··· TASK INPUT

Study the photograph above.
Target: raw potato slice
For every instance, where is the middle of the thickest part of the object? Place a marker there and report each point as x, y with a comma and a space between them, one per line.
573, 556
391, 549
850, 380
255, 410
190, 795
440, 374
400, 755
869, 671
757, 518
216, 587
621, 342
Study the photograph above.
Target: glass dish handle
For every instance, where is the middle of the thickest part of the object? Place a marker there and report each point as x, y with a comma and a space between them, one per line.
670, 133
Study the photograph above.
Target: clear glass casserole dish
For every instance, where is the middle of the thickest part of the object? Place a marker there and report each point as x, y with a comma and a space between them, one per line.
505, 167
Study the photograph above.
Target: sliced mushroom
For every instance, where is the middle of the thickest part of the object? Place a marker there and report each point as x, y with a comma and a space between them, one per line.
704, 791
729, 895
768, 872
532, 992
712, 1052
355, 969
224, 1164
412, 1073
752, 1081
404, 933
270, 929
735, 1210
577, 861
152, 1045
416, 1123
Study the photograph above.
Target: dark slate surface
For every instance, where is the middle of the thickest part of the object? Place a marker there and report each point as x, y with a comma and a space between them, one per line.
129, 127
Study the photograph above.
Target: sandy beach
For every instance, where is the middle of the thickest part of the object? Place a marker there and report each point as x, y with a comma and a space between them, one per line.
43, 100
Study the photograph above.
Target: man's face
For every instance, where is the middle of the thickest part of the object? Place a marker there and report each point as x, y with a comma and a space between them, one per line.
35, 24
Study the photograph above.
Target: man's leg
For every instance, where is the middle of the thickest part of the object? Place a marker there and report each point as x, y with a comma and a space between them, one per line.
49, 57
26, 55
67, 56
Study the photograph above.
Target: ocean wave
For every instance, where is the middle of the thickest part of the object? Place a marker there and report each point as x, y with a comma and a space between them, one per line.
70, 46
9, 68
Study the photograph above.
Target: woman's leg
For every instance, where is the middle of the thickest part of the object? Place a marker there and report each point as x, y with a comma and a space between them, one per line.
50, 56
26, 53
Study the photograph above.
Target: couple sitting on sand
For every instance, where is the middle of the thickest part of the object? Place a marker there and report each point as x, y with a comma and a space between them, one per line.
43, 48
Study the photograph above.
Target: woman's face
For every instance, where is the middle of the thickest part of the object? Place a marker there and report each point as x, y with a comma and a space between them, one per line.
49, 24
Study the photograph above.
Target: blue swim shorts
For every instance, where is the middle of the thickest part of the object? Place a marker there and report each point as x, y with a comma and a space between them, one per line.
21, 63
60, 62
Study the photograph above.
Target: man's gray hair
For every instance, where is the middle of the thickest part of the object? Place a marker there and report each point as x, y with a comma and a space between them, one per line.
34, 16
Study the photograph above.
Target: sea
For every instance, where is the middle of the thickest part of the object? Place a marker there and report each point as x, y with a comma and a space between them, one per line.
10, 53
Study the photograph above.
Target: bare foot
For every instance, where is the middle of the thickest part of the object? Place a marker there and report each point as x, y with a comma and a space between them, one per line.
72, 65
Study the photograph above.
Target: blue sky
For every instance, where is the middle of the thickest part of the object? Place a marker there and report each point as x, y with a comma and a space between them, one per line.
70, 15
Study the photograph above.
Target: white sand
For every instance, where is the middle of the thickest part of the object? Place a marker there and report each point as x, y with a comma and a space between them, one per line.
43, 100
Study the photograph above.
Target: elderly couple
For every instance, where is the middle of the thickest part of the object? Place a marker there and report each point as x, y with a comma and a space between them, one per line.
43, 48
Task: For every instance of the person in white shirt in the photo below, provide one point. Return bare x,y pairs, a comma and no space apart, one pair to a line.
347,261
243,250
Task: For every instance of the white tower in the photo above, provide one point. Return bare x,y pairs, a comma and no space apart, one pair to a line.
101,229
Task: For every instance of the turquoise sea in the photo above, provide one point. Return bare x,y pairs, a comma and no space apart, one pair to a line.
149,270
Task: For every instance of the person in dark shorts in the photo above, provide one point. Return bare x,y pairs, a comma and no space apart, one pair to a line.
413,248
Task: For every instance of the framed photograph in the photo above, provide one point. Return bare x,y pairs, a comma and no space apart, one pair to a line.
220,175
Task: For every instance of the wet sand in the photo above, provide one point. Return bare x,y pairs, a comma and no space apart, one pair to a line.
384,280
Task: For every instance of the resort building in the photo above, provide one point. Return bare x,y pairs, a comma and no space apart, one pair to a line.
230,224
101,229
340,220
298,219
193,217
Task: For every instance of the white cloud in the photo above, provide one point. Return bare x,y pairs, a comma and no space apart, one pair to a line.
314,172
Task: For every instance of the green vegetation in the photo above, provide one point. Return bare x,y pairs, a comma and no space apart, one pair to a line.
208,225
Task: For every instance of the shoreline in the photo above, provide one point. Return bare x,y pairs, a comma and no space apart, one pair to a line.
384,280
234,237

······

ACTIVITY ▸ Look above for the line with "Target: couple sitting on sand"; retype exactly that line, every line after it up to the line with "Target: sea", and that line too, nothing else.

OUTPUT ▸
Target: couple sitting on sand
For every instance, where is the middle of the thickest part of the object? Place a marker there and report each point as x, y with a comma and a space between them, one per line.
43, 48
Study the photograph above.
Target: woman's face
For every instance, where is the middle of the thickest part of the object? Place a marker there and report each point as x, y with a comma and a space between them, one per line.
49, 24
Study the photograph above.
Target: blue swim shorts
For every instance, where is the middle of the thickest part of the object? Place a marker there and report each point as x, y with a comma and a space between them, one per line.
21, 63
60, 62
Study the photograph above.
Target: man's gray hair
For every instance, where is the middle of the thickest part of the object? Place a marker there and report each point as x, y with a comma and a space between them, one per line.
34, 16
Study the photograph above.
Target: sea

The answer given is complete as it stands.